Sunday, September 16, 2007

Dynamic Saturday


Today I was invited to join a new newspaper’s editorial advisory board, and I accepted. The children will be welcome at the meetings. In addition, I found out that a board position is opening up for the non-profit that runs the animal shelter, and I’m being encouraged to try to get myself in there. I would not be able to take the kids to monthly meetings, so I may have to decline, but we’ll see what I can figure out.

I was also officially given a second job title (along with a second pay rate) for another position at the company where I work as a publicist—WAH administrative assistant. We are also now talking of starting a women-created, women-focused publication (newspaper or the like) and I would be editor.

Today I’ve re-read 4 chapters about social deviance for my exam on Wednesday, and am planning to look into postmodernism more on my own time. Now I’m looking at a giant list of notes I made about today for this thread, and am typing while listening to “The History of Sex” on the History Channel.

The input:
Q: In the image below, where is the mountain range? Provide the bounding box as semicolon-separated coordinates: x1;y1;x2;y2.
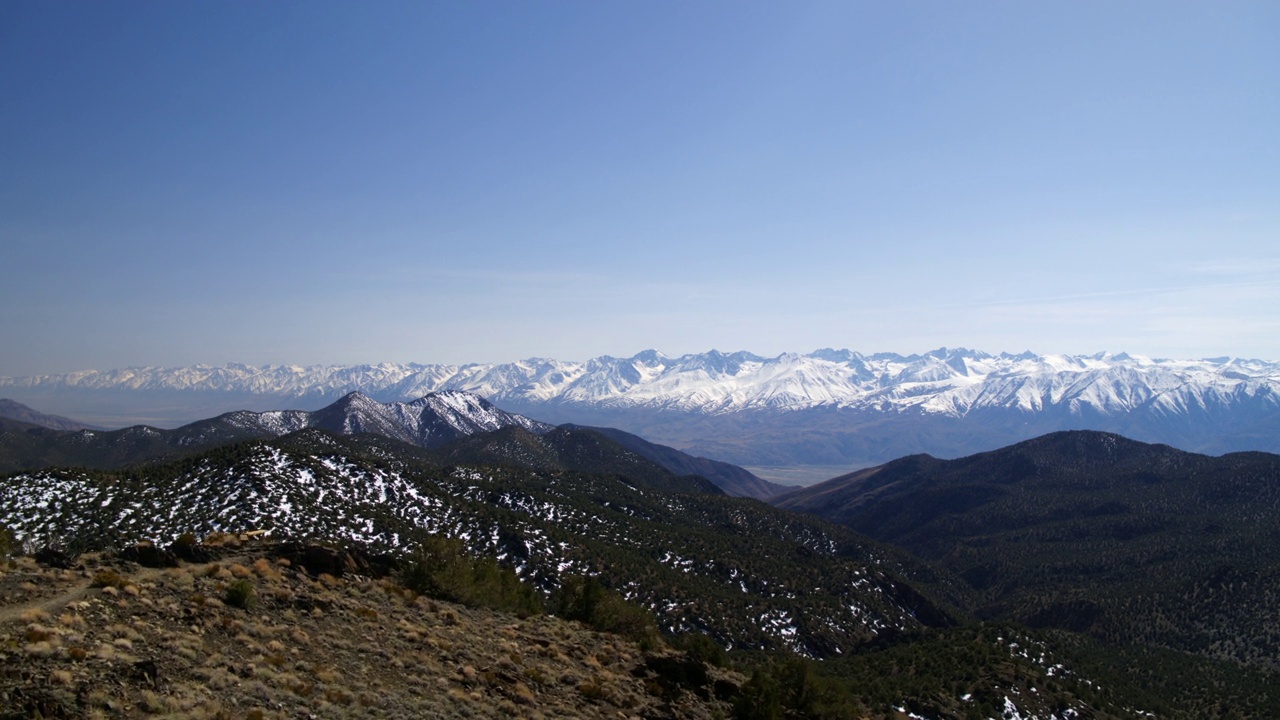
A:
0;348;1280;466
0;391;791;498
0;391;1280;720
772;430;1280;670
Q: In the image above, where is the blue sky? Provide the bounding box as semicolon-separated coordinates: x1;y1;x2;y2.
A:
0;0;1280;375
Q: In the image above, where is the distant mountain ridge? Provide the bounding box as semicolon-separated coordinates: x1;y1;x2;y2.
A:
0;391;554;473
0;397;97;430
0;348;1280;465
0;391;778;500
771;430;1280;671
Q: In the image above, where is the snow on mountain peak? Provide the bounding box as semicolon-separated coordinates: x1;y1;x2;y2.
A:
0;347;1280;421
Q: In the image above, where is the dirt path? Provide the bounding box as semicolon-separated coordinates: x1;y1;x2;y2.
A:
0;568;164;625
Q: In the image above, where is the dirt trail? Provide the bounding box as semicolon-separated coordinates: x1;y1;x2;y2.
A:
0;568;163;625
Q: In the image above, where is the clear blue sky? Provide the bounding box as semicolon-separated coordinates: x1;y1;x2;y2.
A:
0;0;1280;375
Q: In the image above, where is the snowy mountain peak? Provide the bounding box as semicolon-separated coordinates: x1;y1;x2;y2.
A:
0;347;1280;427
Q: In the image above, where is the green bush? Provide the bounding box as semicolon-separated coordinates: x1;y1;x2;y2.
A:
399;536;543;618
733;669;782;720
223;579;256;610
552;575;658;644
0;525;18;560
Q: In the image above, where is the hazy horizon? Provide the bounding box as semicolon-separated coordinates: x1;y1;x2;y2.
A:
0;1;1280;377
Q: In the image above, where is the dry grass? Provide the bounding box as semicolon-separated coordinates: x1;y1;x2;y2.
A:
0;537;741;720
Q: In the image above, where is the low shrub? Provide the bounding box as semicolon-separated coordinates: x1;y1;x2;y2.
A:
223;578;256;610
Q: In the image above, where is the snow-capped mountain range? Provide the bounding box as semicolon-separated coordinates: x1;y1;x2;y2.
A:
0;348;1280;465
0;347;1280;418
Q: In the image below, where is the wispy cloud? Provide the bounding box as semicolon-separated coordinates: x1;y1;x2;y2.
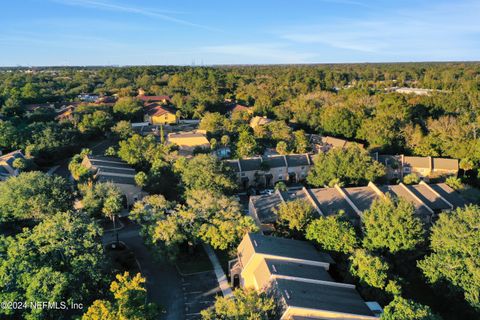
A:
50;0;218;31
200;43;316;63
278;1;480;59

Written tasks:
1) According to the blog post, what was the writer invited to join?
2) From the records, copy word for word the part that opens with the line containing "Q: In the image above, where is the snowy" and closes with the line containing "0;347;1280;427", including both of those lines.
The records are unrelated to the blog post.

Exercise answers:
1) A new newspaper's editorial advisory board.

2)
Q: In the image above, where is the snowy mountain peak? Provide the bounding box as semicolon-separated coordinates: x1;y1;x2;y2.
A:
0;347;1280;427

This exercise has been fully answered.